* _Extract_
● ● ● ●

Therefore, in the instant case we find, and so hold, that the judgment of divorce rendered in Mire v. Mire in the Chancery Court of Harrison County, Mississippi, is not entitled to full faith and credit and that the proceeding carried on in that case in Mississippi was not an adversary proceeding where the parties had an opportunity to raise the jurisdictional question under the proceedings that took place there. Neither the plaintiff nor the defendant was a domiciliary of Mississippi, in fact, the defendant, Owen J. Mire, never at any time went to the State of Mississippi and that the plaintiff went there only for the purpose of testifying and remained but a few days. Under such circumstances the Mississippi Court did not obtain jurisdiction and the judgment of divorce rendered in that proceeding is null and void.

By supplemental brief the plaintiff advances the argument that “in many jurisdictions, even where a collateral attack on a judgment is permitted, the third parties must be protecting a right which arose prior to the judgment attacked.” In other words, if a collateral attack on the Mississippi judgment is permitted we should restrict the effect thereof to protecting a right which arose prior thereto. Of course the meaning of such a holding would be that the defendants herein could not attack the divorce which was rendered in 1950 and if successful in that attack it could not be pleaded in bar of the cause of action that arose subsequent to 1950. It appears that the plaintiff would have us hold that the nullity of the judgment of divorce rendered by the Mississippi Court is really a relative nullity, null only in relation to some occurrence or cause of action that arose prior to the rendition of the Mississippi judgment of divorce.

● ● ● ●

* _Given data_
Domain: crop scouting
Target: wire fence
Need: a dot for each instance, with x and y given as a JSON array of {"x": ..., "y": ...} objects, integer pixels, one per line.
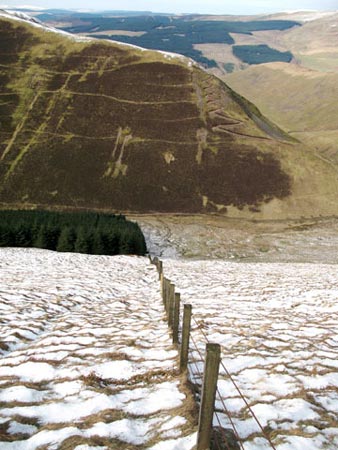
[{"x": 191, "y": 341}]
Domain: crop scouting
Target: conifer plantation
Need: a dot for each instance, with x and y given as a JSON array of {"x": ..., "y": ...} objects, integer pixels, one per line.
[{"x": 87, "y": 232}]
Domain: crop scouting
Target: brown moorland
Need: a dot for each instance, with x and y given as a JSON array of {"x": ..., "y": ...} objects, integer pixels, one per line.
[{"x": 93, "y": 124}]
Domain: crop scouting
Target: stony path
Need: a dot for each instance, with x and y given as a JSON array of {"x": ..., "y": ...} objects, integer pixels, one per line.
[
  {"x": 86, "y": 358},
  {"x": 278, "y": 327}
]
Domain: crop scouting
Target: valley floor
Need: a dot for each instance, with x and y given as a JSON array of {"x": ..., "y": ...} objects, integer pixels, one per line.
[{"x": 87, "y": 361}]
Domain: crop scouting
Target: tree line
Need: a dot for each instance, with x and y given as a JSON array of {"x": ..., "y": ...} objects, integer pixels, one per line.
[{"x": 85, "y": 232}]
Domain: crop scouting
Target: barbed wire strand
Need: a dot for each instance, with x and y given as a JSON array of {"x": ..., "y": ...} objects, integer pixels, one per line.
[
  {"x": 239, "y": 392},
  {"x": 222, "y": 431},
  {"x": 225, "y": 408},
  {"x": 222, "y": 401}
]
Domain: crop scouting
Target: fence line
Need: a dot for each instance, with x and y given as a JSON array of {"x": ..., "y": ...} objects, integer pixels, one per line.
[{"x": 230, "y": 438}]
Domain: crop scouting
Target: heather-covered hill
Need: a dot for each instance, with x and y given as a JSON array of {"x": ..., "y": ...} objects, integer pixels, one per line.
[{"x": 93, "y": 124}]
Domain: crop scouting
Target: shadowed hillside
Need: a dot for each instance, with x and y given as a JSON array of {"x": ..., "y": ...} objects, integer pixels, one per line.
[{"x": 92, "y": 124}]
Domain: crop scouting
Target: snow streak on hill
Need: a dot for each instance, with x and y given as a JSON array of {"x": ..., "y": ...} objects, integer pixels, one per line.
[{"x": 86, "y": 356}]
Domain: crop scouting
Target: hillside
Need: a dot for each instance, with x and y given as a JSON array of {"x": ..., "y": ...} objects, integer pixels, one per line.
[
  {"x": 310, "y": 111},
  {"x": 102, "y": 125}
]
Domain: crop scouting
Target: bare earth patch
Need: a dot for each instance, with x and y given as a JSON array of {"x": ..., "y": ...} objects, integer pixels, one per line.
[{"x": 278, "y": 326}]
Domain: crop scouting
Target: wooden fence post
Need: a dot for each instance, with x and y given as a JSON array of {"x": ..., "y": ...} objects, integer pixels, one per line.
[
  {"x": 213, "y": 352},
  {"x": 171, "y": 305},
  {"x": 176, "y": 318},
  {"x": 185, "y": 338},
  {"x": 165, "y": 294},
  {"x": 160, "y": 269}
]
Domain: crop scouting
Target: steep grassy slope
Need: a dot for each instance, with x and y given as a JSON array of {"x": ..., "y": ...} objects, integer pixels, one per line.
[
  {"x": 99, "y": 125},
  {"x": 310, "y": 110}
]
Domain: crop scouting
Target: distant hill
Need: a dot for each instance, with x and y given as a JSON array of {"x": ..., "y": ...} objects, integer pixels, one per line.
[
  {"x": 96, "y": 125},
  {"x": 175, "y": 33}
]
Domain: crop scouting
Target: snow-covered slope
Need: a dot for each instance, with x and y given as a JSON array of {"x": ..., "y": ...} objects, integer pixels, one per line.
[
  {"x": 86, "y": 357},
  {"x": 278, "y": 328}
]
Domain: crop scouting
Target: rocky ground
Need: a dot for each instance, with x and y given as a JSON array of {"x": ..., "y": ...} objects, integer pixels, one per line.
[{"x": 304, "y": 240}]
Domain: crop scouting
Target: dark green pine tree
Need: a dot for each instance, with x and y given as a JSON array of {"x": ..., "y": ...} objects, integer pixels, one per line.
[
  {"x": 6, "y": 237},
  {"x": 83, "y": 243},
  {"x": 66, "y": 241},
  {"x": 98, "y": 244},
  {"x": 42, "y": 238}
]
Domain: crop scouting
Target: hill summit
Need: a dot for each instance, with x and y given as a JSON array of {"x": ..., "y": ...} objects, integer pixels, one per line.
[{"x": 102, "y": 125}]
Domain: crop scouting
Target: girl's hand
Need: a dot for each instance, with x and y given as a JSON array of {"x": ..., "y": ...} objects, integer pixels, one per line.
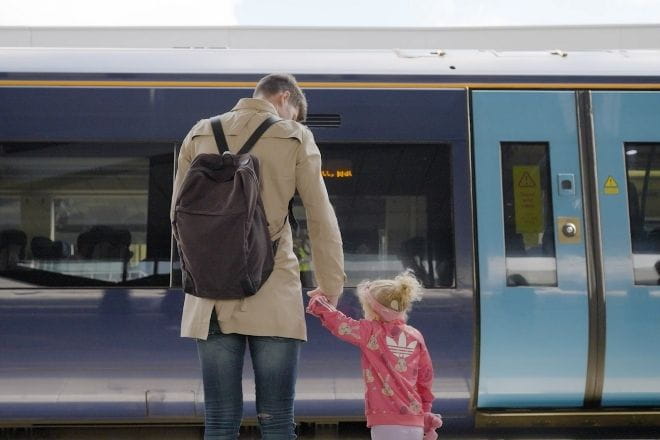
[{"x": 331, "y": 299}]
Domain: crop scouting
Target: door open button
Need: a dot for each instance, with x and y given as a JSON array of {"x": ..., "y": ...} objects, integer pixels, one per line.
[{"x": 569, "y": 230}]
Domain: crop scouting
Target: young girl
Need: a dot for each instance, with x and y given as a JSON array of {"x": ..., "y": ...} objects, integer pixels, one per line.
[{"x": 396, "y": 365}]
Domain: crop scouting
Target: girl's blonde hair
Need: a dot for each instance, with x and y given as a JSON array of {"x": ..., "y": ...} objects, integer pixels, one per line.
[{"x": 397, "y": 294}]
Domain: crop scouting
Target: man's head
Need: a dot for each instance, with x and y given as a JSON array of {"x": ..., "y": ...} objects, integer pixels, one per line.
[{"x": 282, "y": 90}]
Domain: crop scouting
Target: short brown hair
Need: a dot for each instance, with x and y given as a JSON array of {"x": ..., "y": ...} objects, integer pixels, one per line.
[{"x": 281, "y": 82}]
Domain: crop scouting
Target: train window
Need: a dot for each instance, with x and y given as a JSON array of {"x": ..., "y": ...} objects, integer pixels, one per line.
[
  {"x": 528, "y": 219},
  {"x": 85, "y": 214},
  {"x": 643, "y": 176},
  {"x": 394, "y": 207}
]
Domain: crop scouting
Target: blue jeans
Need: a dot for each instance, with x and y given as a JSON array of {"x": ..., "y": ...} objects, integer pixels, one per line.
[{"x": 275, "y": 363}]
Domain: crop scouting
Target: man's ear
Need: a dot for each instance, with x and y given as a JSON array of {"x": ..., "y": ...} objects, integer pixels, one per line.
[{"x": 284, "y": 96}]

● ● ● ●

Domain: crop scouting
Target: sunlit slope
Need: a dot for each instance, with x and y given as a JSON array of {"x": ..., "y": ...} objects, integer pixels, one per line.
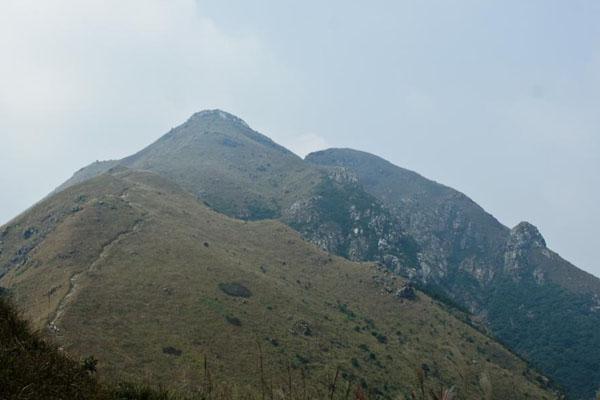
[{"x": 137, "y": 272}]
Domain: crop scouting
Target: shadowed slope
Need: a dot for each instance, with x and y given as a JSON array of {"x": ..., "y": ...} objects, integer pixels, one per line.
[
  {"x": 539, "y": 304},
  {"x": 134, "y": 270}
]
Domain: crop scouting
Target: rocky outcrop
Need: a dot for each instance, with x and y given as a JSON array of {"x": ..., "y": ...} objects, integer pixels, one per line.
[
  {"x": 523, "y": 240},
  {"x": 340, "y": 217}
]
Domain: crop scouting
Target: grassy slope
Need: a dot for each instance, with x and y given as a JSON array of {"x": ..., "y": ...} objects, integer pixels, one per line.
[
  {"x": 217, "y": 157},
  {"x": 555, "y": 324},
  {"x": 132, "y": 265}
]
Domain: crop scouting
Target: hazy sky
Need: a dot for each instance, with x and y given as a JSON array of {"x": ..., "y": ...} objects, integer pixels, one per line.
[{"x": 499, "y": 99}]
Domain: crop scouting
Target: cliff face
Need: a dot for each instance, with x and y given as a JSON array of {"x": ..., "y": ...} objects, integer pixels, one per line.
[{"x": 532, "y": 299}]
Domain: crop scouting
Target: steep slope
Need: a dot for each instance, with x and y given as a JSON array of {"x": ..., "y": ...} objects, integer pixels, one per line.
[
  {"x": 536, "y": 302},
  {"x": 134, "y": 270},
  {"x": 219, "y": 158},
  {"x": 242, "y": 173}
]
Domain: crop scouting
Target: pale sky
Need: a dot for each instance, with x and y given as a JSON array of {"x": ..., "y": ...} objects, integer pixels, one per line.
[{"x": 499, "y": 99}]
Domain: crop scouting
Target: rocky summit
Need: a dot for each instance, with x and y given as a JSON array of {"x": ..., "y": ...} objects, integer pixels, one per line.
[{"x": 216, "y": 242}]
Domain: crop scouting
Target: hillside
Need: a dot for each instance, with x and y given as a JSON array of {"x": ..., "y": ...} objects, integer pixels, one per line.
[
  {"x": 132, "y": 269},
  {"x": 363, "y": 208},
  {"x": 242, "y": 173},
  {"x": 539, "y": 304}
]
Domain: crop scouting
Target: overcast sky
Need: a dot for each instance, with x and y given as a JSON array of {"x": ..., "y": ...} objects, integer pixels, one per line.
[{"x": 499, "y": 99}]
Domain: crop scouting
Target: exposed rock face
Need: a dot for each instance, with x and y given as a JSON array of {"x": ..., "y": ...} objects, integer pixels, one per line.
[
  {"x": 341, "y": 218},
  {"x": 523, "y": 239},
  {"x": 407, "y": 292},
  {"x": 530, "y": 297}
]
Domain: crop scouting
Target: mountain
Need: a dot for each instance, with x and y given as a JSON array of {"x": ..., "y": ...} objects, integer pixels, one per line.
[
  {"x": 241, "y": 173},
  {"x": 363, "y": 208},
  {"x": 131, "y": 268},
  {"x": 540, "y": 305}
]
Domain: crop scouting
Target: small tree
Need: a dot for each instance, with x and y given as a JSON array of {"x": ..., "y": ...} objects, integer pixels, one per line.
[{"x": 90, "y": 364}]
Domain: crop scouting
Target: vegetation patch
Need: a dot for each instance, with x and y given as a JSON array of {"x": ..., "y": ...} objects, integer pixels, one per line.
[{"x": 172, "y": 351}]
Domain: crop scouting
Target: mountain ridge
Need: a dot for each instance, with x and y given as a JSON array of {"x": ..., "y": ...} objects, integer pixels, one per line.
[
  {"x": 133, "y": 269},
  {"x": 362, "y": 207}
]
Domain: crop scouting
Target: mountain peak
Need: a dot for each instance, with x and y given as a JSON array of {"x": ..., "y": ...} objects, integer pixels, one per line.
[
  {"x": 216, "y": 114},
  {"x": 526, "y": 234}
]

● ● ● ●

* _Instructions_
(a) In the opinion, which court rendered the divorce judgment in Mire v. Mire?
(b) Retype the opinion starting at "Therefore, in the" and ending at "null and void.".
(c) Condense the opinion's paragraph beginning "By supplemental brief the plaintiff advances" into a shorter version that keeps its main facts.
The entries are separate material, unrelated to the opinion.

* _Solutions below_
(a) The Chancery Court of Harrison County, Mississippi.

(b)
Therefore, in the instant case we find, and so hold, that the judgment of divorce rendered in Mire v. Mire in the Chancery Court of Harrison County, Mississippi, is not entitled to full faith and credit and that the proceeding carried on in that case in Mississippi was not an adversary proceeding where the parties had an opportunity to raise the jurisdictional question under the proceedings that took place there. Neither the plaintiff nor the defendant was a domiciliary of Mississippi, in fact, the defendant, Owen J. Mire, never at any time went to the State of Mississippi and that the plaintiff went there only for the purpose of testifying and remained but a few days. Under such circumstances the Mississippi Court did not obtain jurisdiction and the judgment of divorce rendered in that proceeding is null and void.

(c) In a supplemental brief, the plaintiff argues that in many jurisdictions, third parties making a permitted collateral attack on a judgment must be protecting a right that arose before that judgment. The plaintiff therefore asks that any collateral attack on the Mississippi judgment be limited to protecting rights that arose before it. Such a holding would mean that the defendants could not attack the 1950 divorce, and that even a successful attack could not bar a cause of action arising after 1950. In effect, the plaintiff wants the nullity of the Mississippi divorce treated as a relative nullity, void only as to occurrences or causes of action that came before the judgment.